[START STORED DATA]

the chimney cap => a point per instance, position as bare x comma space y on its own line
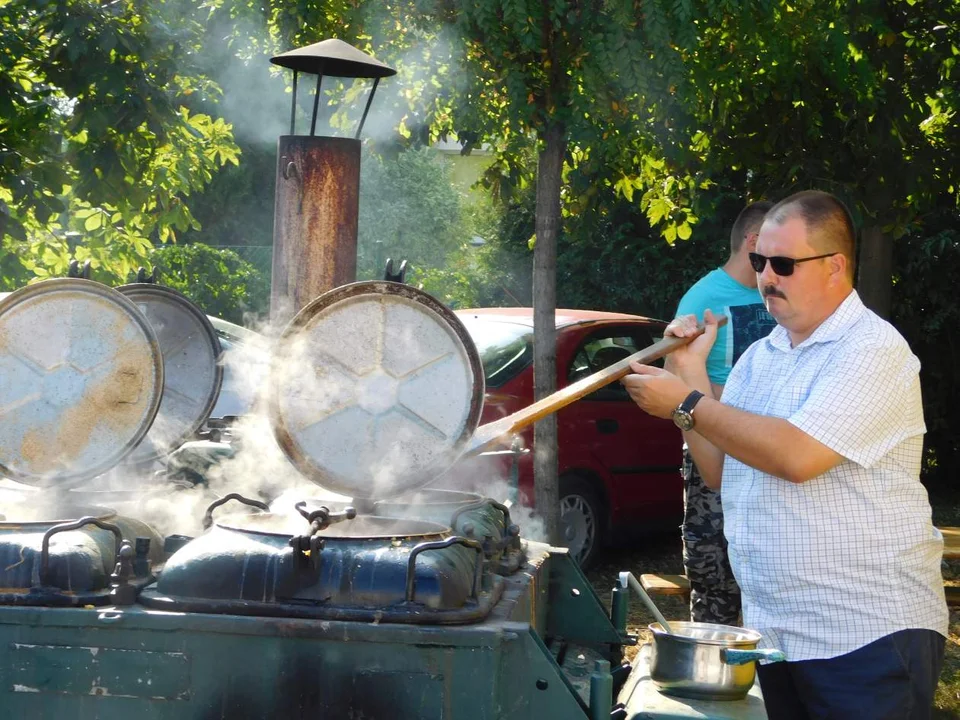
333, 57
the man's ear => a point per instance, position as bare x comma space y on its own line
838, 267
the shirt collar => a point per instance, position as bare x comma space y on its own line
831, 329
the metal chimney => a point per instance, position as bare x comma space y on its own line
318, 186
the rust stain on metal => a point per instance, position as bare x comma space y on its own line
116, 402
315, 220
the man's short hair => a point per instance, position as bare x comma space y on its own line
749, 220
828, 222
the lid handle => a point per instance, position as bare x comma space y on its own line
65, 527
208, 515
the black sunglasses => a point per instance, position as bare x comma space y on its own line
781, 265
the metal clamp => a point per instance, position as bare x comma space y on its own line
439, 545
142, 276
319, 519
390, 276
74, 270
65, 527
208, 515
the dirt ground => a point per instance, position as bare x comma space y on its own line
662, 554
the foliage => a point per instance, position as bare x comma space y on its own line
926, 311
857, 98
216, 279
409, 208
98, 149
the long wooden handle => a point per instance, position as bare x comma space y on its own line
491, 433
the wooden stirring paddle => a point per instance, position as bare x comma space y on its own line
492, 433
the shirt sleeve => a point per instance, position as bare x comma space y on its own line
865, 403
689, 305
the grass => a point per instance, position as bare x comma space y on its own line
662, 554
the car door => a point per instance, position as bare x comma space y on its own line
639, 454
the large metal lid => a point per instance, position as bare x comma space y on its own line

[END STORED DATA]

## REQUIREMENT
Reproduce every line of the material above word for word, omitting the pictures.

## FINAL RESULT
the chimney cap => a point per instance, position as bare x comma space y on its own line
333, 57
the man's ear => a point per instance, position as bare x comma space y on its own line
838, 267
the shirt collar => a point per instance, position as bare x comma space y on its own line
831, 329
the metal chimney => a point per instance, position as bare x comma space y on its own line
318, 186
the rust stain on metal => a point per instance, position as bare x comma space y on its own line
116, 402
315, 220
the man's short hair => a point per instance, position as bare x comma space y on its own line
749, 220
828, 222
the lid handle => a point per instance, position as bare x comma space y on its own line
65, 527
208, 515
the black sunglasses => a point per instance, position as bare x comma space y on its own line
781, 265
the metal clamp => a point per instance, position as bare x comma space y on its own line
439, 545
142, 276
319, 519
390, 276
74, 270
65, 527
208, 515
the dirt ground => a point per instance, position as bare x comma space y on its own line
662, 554
the foliage => a point per instance, position as bare x comma space y on its own line
926, 311
857, 98
216, 279
409, 208
98, 149
the long wooden handle => a point per instance, position as bare x comma space y on its own line
491, 433
the wooden stirring paddle => a point per instance, position as bare x comma space y on its own line
492, 433
the shirt sleeve => a point per instance, position as bare x comma space y on its own line
865, 403
689, 305
the grass => a point per instance, position as bare x comma space y on its own line
662, 554
the car door => a point per instance, position as bare x comma space y on its own line
639, 454
the large metal lid => a point per instance, position as bare x comma space y on its own line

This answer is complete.